*Entries supplied*
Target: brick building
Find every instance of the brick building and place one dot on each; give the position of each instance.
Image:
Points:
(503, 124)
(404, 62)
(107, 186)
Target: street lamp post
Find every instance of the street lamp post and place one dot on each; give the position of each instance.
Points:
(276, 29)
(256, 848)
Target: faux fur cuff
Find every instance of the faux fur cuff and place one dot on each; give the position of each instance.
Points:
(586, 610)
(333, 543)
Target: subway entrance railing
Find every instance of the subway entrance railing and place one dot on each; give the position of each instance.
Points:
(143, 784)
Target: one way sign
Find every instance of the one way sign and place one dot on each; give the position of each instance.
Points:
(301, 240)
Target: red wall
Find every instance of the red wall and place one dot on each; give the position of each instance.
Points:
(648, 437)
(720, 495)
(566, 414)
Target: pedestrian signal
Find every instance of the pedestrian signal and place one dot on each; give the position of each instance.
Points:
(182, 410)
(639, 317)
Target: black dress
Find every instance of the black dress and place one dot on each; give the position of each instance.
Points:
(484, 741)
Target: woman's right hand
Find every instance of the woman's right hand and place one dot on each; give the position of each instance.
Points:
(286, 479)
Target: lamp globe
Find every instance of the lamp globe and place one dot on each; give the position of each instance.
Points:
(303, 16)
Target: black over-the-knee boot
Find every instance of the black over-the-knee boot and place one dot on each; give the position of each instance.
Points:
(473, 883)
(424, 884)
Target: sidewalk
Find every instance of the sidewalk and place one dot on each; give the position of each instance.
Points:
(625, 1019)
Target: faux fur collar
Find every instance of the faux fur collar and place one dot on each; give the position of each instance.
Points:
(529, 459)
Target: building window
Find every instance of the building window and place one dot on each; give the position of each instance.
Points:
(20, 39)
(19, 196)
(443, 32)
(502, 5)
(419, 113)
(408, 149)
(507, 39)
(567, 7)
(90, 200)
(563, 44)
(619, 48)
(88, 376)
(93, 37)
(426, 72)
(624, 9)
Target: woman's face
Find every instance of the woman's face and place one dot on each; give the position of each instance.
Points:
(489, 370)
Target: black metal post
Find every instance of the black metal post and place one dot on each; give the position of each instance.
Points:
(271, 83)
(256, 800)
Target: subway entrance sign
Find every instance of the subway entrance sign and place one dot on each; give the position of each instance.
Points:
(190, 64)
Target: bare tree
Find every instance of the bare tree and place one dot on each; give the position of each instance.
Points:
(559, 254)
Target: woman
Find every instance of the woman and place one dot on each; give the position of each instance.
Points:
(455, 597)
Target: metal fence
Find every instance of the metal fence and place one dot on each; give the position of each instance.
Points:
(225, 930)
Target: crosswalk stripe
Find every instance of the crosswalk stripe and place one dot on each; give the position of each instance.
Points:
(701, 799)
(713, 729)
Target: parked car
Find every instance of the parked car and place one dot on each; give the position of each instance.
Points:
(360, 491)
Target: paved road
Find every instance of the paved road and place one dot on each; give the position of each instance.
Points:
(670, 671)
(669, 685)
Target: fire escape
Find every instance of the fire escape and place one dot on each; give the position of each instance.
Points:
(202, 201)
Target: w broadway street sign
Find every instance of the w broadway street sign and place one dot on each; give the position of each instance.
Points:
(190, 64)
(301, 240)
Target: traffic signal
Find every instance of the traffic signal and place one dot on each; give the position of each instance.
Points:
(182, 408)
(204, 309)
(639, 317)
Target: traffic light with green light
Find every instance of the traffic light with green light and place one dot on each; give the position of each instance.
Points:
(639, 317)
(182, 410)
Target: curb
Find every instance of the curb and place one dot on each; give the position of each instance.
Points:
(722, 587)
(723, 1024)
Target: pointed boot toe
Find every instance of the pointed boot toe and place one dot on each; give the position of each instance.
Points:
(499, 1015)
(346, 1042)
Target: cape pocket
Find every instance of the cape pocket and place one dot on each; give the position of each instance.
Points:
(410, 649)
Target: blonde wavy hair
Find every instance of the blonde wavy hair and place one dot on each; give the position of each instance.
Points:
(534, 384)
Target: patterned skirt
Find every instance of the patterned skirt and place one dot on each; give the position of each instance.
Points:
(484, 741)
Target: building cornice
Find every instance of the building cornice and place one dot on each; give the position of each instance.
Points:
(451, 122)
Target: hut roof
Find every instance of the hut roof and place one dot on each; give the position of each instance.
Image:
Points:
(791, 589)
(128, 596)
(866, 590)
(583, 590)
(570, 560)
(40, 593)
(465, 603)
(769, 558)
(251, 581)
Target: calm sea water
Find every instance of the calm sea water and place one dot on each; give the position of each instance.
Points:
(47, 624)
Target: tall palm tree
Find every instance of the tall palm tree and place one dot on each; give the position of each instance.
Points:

*Task directions*
From the line containing "Find every instance of the curb" to the final line above, output everything. Change nothing and add nothing.

*Result of the task*
Find every instance of the curb and place one dot on each; give the position of each instance.
Points:
(722, 587)
(723, 1024)
Target: pointed boot toe
Find every instance of the pointed boot toe and place one dot on each; give the position of each instance.
Points:
(499, 1015)
(346, 1042)
Target: cape pocket
Find every instance of the cape pocket and place one dot on each; give the position of each instance.
Points:
(410, 649)
Target: blonde wavy hair
Find every instance of the blonde wavy hair and place one dot on each; give the position of each instance.
Points:
(534, 384)
Target: patterned skirt
Find every instance of the patterned skirt and place one dot on each; give the position of each instance.
Points:
(484, 741)
Target: building cornice
Find every instance of the building cornice and place one dot on each; give the position of each instance.
Points:
(451, 122)
Target: hut roof
Find every instance of the hut roof and place one dot on each; give the position of each instance.
Image:
Points:
(791, 589)
(128, 596)
(866, 590)
(583, 590)
(570, 560)
(40, 593)
(465, 603)
(769, 558)
(251, 581)
Target: calm sea water
Find every instance of the calm sea water and place one dot on each; give the position of each instance.
Points:
(47, 624)
Target: tall palm tree
Find every instance of the tall palm tree and place one dot on each; give the position of each instance.
Points:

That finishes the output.